What needs to be done:
Without including any images, output the listing below exactly.

Data shown:
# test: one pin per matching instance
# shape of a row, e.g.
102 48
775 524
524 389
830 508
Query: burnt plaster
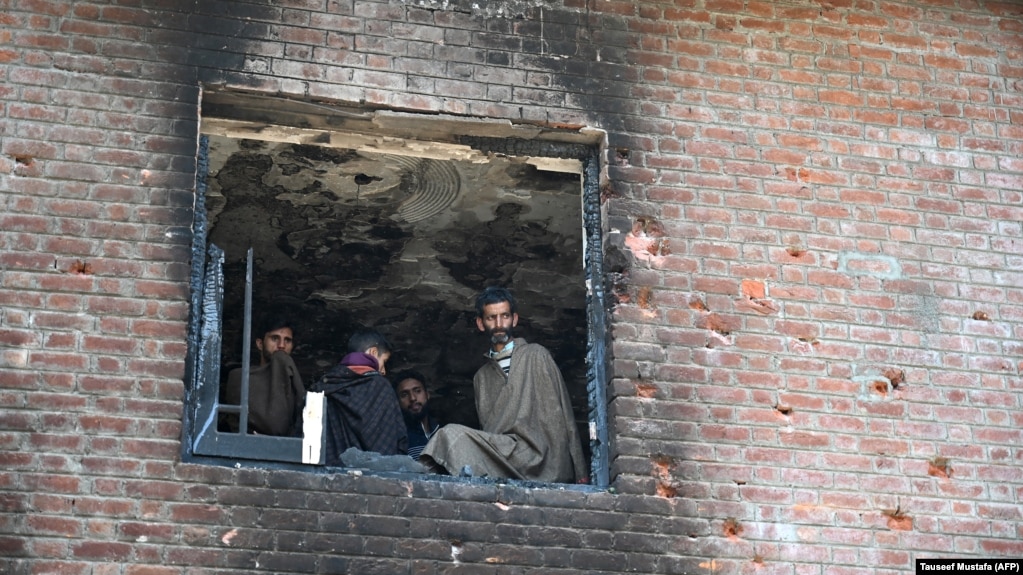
345 238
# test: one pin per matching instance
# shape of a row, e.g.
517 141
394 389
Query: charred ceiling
373 234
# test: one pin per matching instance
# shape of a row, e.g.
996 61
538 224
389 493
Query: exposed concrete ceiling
397 234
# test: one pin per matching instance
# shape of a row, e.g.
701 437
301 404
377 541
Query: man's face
497 322
281 339
412 396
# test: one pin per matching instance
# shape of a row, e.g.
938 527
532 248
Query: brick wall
817 336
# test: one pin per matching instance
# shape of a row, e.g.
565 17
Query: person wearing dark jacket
360 408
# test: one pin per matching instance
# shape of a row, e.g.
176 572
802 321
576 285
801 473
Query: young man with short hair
276 393
361 409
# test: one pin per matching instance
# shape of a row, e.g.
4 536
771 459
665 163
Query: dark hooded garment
360 410
276 397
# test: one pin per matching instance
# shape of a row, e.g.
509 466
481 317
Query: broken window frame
201 438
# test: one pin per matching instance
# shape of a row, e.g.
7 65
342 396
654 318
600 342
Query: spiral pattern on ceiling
434 185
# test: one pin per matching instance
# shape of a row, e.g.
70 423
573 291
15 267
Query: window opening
398 236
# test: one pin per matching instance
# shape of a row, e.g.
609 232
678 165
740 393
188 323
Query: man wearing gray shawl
528 430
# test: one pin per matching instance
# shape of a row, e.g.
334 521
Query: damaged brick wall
814 244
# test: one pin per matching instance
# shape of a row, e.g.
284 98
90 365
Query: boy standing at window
276 394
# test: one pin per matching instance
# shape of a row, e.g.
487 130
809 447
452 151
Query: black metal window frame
203 440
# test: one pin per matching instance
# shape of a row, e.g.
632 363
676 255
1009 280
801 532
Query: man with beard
528 430
413 397
276 394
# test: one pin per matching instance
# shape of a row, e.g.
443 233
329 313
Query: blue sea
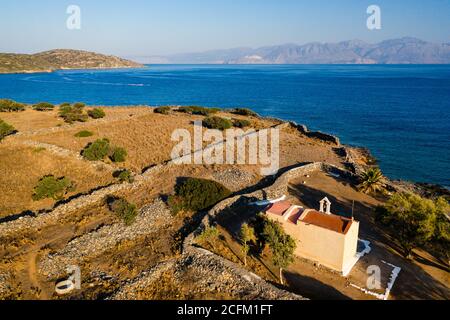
400 112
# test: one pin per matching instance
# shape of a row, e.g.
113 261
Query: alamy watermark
233 146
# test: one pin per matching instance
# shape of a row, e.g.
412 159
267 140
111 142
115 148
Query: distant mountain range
405 50
60 59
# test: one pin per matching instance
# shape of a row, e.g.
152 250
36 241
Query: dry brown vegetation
146 137
21 168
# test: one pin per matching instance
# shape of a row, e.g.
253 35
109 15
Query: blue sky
158 27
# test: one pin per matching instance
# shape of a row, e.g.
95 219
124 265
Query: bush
217 123
84 134
162 110
415 221
96 113
7 105
5 129
197 194
118 154
209 235
96 150
123 209
43 106
53 188
124 176
244 112
240 123
73 113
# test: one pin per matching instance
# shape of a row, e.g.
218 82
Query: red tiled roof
295 215
331 222
278 208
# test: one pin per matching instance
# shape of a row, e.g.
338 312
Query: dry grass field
146 137
21 168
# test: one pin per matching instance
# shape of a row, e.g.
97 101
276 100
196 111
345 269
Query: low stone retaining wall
316 134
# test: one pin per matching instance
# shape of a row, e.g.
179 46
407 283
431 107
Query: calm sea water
402 113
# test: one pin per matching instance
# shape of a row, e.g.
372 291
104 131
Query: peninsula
60 59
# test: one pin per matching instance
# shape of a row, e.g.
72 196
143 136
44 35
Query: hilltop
60 59
116 219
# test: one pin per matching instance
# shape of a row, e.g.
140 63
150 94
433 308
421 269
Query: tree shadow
312 288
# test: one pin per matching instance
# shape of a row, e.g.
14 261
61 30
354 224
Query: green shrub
43 106
123 209
244 112
84 134
124 176
197 194
7 105
53 188
118 154
96 113
415 221
5 129
73 113
241 123
96 150
209 235
162 110
217 123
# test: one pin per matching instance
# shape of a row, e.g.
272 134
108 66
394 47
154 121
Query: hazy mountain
397 51
60 59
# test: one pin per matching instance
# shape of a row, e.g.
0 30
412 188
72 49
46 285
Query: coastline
71 69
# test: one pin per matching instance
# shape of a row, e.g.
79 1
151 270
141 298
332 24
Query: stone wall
316 134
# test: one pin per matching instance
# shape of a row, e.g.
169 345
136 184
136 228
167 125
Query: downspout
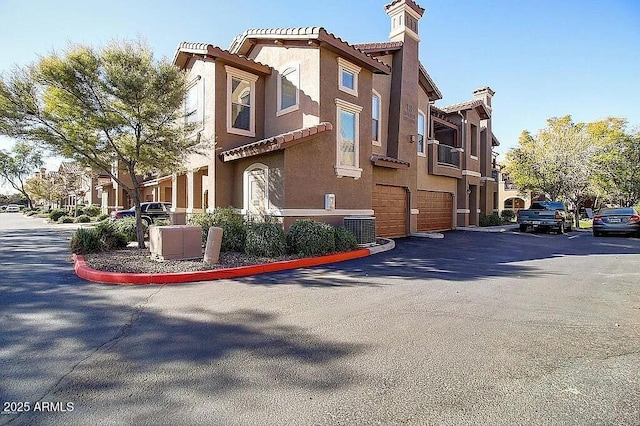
464 124
463 145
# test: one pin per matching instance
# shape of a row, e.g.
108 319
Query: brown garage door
390 209
436 211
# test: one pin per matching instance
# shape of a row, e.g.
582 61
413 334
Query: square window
375 121
240 100
421 133
347 139
348 77
288 90
347 155
191 104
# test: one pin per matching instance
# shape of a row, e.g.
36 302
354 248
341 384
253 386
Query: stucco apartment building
305 125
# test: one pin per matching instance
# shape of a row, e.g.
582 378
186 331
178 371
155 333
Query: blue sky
543 58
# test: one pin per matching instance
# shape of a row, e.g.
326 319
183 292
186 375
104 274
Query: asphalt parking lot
475 328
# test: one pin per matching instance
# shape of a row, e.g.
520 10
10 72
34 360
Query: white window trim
353 69
342 170
200 93
245 186
251 78
422 153
376 94
280 111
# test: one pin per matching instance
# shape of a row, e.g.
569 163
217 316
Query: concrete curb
83 271
501 228
432 235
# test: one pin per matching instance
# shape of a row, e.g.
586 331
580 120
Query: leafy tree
18 164
42 189
556 162
115 110
616 165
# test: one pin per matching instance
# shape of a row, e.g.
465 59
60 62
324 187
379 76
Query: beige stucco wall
382 85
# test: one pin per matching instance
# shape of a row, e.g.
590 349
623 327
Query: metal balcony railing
448 155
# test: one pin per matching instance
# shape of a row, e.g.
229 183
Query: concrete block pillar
190 185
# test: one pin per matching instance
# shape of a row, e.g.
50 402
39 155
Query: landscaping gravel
134 260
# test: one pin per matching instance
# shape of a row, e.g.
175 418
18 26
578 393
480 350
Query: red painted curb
90 274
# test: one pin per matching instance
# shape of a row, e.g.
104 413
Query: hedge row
305 238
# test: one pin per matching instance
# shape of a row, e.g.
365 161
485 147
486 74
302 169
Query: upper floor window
474 140
191 102
348 77
348 139
375 122
241 98
288 90
421 132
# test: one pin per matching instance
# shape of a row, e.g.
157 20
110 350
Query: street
476 328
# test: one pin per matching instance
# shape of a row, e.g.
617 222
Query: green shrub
507 215
65 219
110 236
92 210
103 237
310 238
56 214
85 240
490 220
127 227
345 239
82 219
265 239
233 226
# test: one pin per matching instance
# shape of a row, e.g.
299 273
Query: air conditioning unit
363 227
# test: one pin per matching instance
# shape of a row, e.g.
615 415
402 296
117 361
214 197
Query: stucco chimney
404 16
484 93
403 104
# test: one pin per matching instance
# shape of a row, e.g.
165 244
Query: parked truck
546 216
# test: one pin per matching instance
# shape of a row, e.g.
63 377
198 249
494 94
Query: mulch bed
135 260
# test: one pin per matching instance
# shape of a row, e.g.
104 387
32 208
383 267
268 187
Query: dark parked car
150 212
545 215
620 220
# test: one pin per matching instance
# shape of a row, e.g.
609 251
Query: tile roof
186 49
71 167
379 46
472 104
437 110
238 45
484 89
275 143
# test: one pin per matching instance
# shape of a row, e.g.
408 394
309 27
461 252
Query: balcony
444 160
448 156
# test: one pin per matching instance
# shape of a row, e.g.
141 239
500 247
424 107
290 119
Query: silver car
619 220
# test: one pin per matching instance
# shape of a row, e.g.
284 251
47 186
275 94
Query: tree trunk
136 203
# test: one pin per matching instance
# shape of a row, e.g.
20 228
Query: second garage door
390 210
435 211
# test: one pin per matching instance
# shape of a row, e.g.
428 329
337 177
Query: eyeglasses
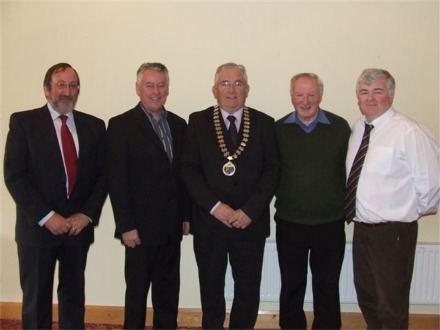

Your response:
# test: one pin per matching instance
# shape of a row, e.g.
102 48
775 524
524 389
830 508
Query: burnt plaster
345 238
# test: one pin per matching instance
# shape of a row, e.g.
517 141
394 389
Query: charred ceiling
373 234
# test: one pin per matching instance
# shape of a row, e.g.
996 61
538 224
389 493
Query: exposed concrete ceiling
397 234
# test: one pin per matching instance
# shape of a row, e.g.
701 437
301 404
377 541
Query: man's face
497 322
281 339
412 396
# test: one pin per matching instance
# shape of a row, e.g.
938 527
532 248
Query: brick wall
817 336
# test: one pin per matching instance
# shape of a row, e.g.
565 17
Query: person wearing dark jacket
360 408
# test: one pin per matching instance
# shape of a row, e.g.
176 572
802 321
576 285
801 473
Query: young man with short hair
276 393
361 409
# test: one pin per matching instance
# shape of a row, e.g.
4 536
771 459
665 163
Query: dark hooded garment
360 410
276 397
# test: one pin per matching instance
# shape of a row, e.g.
509 466
481 317
Query: broken window frame
201 438
# test: one pin per matching instance
# shape of a row, e.g.
7 65
342 396
654 318
600 342
Query: spiral pattern on ceiling
434 185
# test: one pin per matching instance
# shape of a row, e.g.
70 423
573 291
15 267
Query: window opening
398 236
# test: one pin per matching instance
# shape of a row, e.g.
609 232
678 165
740 393
188 323
Query: man wearing gray shawl
528 430
# test: one pin per matching instance
# shape of a row, e.g.
334 521
Query: damaged brick wall
814 244
# test: one pin per matching instance
# shape of a row, e.g.
284 98
90 365
Query: boy standing at window
276 394
# test: one pin per matching instance
# shape of a row, e.g.
487 130
809 447
452 151
Query: black metal window frame
203 440
# test: one pin per matching instance
# shape of a row, e.g.
632 363
676 255
1009 280
801 532
Query: man with beard
528 430
413 397
276 394
# test: one pin per matching instance
# shape of a row, e.g.
443 233
329 313
Query: blue sea
400 112
# test: one pin per matching instance
# shape of a row, e.g.
113 261
Query: alamy watermark
233 146
# test: one pin per matching instance
# shape of a row, e.g.
412 159
267 140
111 142
115 148
Query: distant mountain range
405 50
60 59
# test: one pin per matching instance
# shape of a row, e.g.
152 250
36 241
Query: dry brown vegetation
146 137
21 168
# test: one pin per matching instance
# shape of a row, e.g.
253 35
109 15
Query: blue sky
158 27
# test: one pin per matching instance
# shape of a row, e.g.
95 219
124 265
Query: bush
217 123
84 134
162 110
415 221
96 113
7 105
5 129
197 194
118 154
209 235
96 150
123 209
43 106
53 188
124 176
244 112
240 123
73 113
# test: one pin per matching instance
# shape of a row, e.g.
218 82
Query: red tiled roof
295 215
331 222
278 208
# test: one pin per matching instance
# shape of a row, e.g.
338 312
Query: dry grass field
146 137
21 168
# test: one pin per matching instance
# shape of a row, e.g.
97 101
276 100
196 111
345 269
Query: low stone retaining wall
316 134
# test: one pin per matching instance
# shape of a row, e.g.
179 46
407 283
431 107
Query: calm sea water
402 113
# test: one pin per matching instance
# shape of a row, e.g.
372 291
104 131
Query: peninsula
60 59
# test: one pin per matching instance
# shape of a row, e.g.
72 196
143 136
44 35
Query: hilltop
60 59
116 219
# test: one pin per matching instance
# shape of a row, e.g.
140 63
150 94
433 308
421 269
Query: tree shadow
312 288
# test: one pin per matching instance
# shape of a row, e.g.
14 261
61 30
354 224
Query: green shrub
43 106
123 209
244 112
84 134
124 176
197 194
7 105
53 188
118 154
96 113
415 221
5 129
73 113
241 123
96 150
209 235
162 110
217 123
# test: one pin per matching instance
# shape of a row, e.g.
272 134
108 66
394 47
154 121
Query: hazy mountain
397 51
60 59
# test: one pin per matching instance
# shape of a row, e.g.
0 30
412 188
72 49
46 285
Query: coastline
71 69
# test: one pin per matching instance
# shape of a row, e.g.
79 1
151 270
141 298
332 24
Query: stone wall
316 134
# test: one pin per matching instance
# shape of a row, e.g.
169 345
136 184
136 228
167 125
Query: downspout
464 124
463 145
# test: one pin per matching instance
# shape of a row, e.g.
108 319
Query: brown garage door
390 209
436 211
# test: one pin per matching instance
# shape of a row, e.g.
582 61
413 334
Query: square window
375 121
240 100
421 133
347 139
348 77
288 90
347 155
191 104
# test: one pin per matching instance
# shape of a row, e.g.
36 302
354 248
341 384
253 386
Query: stucco apartment building
305 125
# test: one pin per matching instance
# shape of a row, e.g.
582 378
186 331
178 371
155 333
Query: blue sky
543 58
# test: one pin per matching instance
# shape of a row, e.g.
326 319
183 292
186 375
104 274
Query: asphalt parking lot
475 328
# test: one pin per matching instance
# shape of a row, e.g.
520 10
10 72
34 360
Query: white window trim
353 69
342 170
200 93
245 186
251 78
422 153
376 94
280 111
# test: one pin per matching instance
# shape of a row, e.g.
569 163
217 316
Query: concrete curb
83 271
501 228
432 235
# test: one pin per matching instance
# shape of a row, e.g.
586 331
580 120
Query: leafy tree
18 164
42 189
556 162
115 110
616 165
# test: one pin per matching instance
# shape of a row, e.g.
465 59
60 62
324 187
379 76
Query: beige stucco wall
382 85
# test: one pin per matching instance
# shape of a row, e.g.
590 349
623 327
Query: metal balcony railing
448 155
# test: one pin per matching instance
# shape of a row, e.g.
229 183
Query: concrete block pillar
190 185
# test: one pin per matching instance
# shape of a row, e.g.
50 402
39 155
Query: landscaping gravel
134 260
# test: one pin per matching instance
# shape of a row, e.g.
175 418
18 26
578 393
480 350
Query: red painted curb
90 274
# test: one pin per matching instance
# shape of a row, e.g.
104 413
Query: hedge row
305 238
# test: one pin per matching instance
# shape of a row, e.g.
365 161
485 147
486 74
302 169
Query: upper floor window
474 140
191 102
348 77
348 139
375 122
241 98
288 90
421 132
# test: one pin per matching instance
# shape of a row, e.g.
157 20
110 350
Query: street
476 328
# test: one pin per matching instance
# shape of a row, e.g.
617 222
Query: green shrub
507 215
65 219
110 236
92 210
103 237
310 238
56 214
85 240
490 220
127 227
345 239
82 219
265 239
233 226
# test: one pin per matching instance
# shape of a row, e.g.
299 273
Query: air conditioning unit
363 227
# test: one pin per matching instance
# shape of a row, e.g.
615 415
402 296
117 361
214 197
Query: stucco chimney
404 16
484 93
403 104
# test: one pin per matching instance
# shape of a row, e.g.
165 244
Query: parked truck
546 216
# test: one pin per matching instance
# shape of a row, e.g.
63 377
198 249
494 94
Query: mulch bed
135 260
# test: one pin per matching instance
# shape of a row, e.g.
104 387
32 208
383 267
268 187
Query: dark parked car
150 212
545 215
620 220
# test: one pin per matching instance
# shape of a row, e.g.
609 251
Query: tile roof
186 49
71 167
379 46
472 104
437 110
238 45
484 89
275 143
# test: one pin per matching instance
# shape of a row, e.g.
408 394
309 27
461 252
Query: balcony
444 160
448 156
# test: one pin per matching instance
# shape of a row, e.g.
141 239
500 247
424 107
290 119
Query: silver car
619 220
# test: one pin per matching instance
# shape of a row, e.g.
284 251
47 186
275 94
Query: tree trunk
136 203
# test: one pin per matching instance
# shape of a row, e.g.
20 228
Query: second garage door
390 210
435 211
# test: one pin per matching instance
# shape of a row, e.g.
428 329
337 177
Query: eyeglasses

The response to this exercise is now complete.